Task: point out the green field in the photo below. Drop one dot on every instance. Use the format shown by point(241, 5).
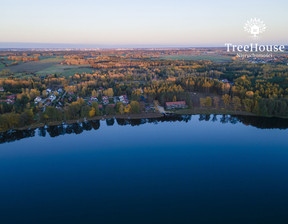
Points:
point(47, 65)
point(213, 58)
point(66, 70)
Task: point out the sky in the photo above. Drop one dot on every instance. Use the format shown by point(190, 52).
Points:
point(132, 23)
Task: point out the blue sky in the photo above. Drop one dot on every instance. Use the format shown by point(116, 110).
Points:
point(135, 23)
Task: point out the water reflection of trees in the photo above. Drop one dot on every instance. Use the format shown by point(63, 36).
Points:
point(78, 128)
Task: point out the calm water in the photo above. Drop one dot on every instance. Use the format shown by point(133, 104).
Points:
point(185, 170)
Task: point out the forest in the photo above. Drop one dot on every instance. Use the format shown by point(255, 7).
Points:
point(137, 82)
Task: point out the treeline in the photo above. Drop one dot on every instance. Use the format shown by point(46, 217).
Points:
point(74, 111)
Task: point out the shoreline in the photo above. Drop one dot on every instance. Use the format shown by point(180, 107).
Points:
point(196, 111)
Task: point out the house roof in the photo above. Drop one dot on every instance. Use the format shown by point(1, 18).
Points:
point(175, 103)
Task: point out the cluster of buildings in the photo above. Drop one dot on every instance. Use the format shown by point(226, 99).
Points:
point(175, 105)
point(9, 99)
point(50, 99)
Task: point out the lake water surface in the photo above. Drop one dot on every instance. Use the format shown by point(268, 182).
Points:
point(199, 169)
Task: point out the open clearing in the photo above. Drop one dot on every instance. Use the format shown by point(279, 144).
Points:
point(48, 66)
point(212, 57)
point(35, 66)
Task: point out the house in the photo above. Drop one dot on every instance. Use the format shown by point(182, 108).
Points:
point(105, 100)
point(10, 101)
point(11, 97)
point(37, 99)
point(124, 99)
point(52, 98)
point(94, 99)
point(175, 105)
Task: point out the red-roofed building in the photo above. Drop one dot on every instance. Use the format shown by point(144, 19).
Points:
point(175, 105)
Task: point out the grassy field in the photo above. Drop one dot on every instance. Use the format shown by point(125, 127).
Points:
point(47, 65)
point(66, 70)
point(214, 58)
point(35, 66)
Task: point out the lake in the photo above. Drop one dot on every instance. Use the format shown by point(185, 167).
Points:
point(188, 169)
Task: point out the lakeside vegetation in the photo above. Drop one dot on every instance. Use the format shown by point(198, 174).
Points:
point(61, 86)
#####
Revise the entries above by replacing "Drop" with "Place" everywhere it occurs and leaving every other line unchanged. Leave the pictures out of the output.

Task result.
Task: point out the green field in the photo below. Place one dot on every instance. Use the format shown by point(241, 5).
Points:
point(47, 65)
point(213, 58)
point(66, 70)
Task: point out the sky in the photo above. Place one dot on every instance. Use the format shown by point(190, 52).
Points:
point(132, 23)
Task: point out the blue sky in the photo above. Place one dot on every instance. Use the format shown by point(116, 110).
Points:
point(135, 23)
Task: point out the water reflection of trees in the photo above. Place one dot on every instance. Use the format shown by point(63, 36).
Points:
point(78, 128)
Task: point out the calm water in the photo above. Place one dot on every instance. Use the format shown by point(133, 104).
Points:
point(185, 170)
Task: point out the forest in the photo above. Place one dot on every instance. Use the format shown by point(255, 7).
Points:
point(137, 82)
Task: point out the treeline in the photo above. Place one dot on every instance. Use the format shown by point(46, 217).
Points:
point(74, 111)
Task: point out the shoreline in the photo above. Place one dot on every instance. Use the format shown by point(180, 107).
Points:
point(196, 111)
Task: point out the house roof in the photo above. Place one dot on every instance. Use the format shown by point(1, 18).
Points:
point(175, 103)
Task: point out the cluster of buildings in the photo above. Place one dot on every instance. Use the format shown by point(226, 99).
Points:
point(175, 105)
point(9, 99)
point(50, 99)
Task: point out the lake water surface in the photo above. Place one dot on every instance. Use the format shown by point(268, 182).
Points:
point(199, 169)
Task: point out the open clearing in the photo above. Place one dot on every instance. Use the format shown by point(279, 144).
Points:
point(48, 66)
point(212, 57)
point(35, 66)
Task: point out the house in the photo above. Place one dot on every instance. Use the format shown by point(182, 108).
Points:
point(105, 100)
point(10, 101)
point(11, 97)
point(37, 99)
point(124, 99)
point(52, 98)
point(94, 99)
point(175, 105)
Task: point out the red-roofed building in the photo above. Place one dot on every instance. Use the format shown by point(144, 19).
Points:
point(175, 105)
Task: point out the grassy field in the photo above. Place one dot on every instance. Use the format shown by point(125, 127).
Points:
point(47, 65)
point(66, 70)
point(214, 58)
point(35, 66)
Task: point out the lake in the photo above. Place one dot on every instance. Use the format shown by point(185, 167).
Points:
point(188, 169)
Task: point out the lakeside vegetation in the photo above. Place one dot on every instance. Use the format shown by point(198, 174).
Points:
point(61, 86)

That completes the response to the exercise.